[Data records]
###
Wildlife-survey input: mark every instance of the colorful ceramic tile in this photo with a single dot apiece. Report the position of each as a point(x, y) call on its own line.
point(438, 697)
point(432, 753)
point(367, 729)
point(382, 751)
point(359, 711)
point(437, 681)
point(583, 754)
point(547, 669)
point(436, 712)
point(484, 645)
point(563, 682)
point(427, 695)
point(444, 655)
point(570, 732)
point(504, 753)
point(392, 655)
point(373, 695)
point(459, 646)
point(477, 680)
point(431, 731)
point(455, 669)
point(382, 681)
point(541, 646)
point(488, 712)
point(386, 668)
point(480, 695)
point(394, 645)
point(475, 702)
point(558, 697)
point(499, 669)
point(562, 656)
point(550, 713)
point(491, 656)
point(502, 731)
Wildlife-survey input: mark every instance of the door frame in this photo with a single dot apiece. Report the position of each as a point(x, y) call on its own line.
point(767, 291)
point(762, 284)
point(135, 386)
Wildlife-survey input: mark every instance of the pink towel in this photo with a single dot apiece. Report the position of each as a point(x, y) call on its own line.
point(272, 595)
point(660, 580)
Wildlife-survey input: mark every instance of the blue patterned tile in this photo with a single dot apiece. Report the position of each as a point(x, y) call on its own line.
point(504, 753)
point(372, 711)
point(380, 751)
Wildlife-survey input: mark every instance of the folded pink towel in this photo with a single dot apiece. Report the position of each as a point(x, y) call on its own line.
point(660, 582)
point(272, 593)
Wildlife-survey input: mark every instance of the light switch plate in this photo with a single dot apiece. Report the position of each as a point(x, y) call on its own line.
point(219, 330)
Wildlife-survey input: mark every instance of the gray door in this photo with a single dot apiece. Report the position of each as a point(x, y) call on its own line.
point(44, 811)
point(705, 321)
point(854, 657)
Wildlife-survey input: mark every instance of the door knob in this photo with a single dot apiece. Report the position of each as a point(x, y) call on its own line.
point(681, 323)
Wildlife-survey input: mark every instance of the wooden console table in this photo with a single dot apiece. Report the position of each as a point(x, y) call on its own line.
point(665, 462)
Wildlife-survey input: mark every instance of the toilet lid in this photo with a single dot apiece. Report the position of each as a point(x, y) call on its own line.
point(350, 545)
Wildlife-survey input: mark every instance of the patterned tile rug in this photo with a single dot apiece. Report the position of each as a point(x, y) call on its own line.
###
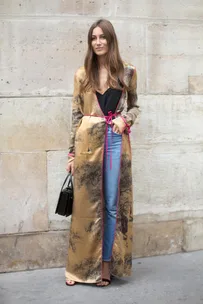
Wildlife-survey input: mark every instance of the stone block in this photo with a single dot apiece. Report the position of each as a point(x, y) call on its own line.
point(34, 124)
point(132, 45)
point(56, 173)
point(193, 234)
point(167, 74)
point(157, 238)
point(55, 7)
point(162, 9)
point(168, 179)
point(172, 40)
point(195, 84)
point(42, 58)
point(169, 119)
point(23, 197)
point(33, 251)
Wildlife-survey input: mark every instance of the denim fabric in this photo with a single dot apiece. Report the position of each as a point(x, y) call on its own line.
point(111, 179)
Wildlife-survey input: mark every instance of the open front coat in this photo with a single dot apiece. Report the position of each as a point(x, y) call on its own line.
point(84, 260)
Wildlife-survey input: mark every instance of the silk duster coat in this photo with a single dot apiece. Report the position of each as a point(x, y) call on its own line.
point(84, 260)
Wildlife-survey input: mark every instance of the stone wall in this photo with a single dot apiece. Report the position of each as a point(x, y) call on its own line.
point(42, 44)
###
What is required —
From the entries above, return exactly the line containing "Wildlife-survey input: mark every instance of the toilet", the line containing "Wildlife-survey input: mark every instance of the patterned", and all lines between, and nothing else.

Output for this task —
Wildlife-survey input: mark every instance of the toilet lid in this photo with a single dot apiece. Report the position of each as a point(x, y) call on its own line.
point(350, 545)
Wildlife-survey input: mark every instance of the patterned tile rug in this photo with a single dot apiece. Report the position of each as a point(x, y) call on its own line.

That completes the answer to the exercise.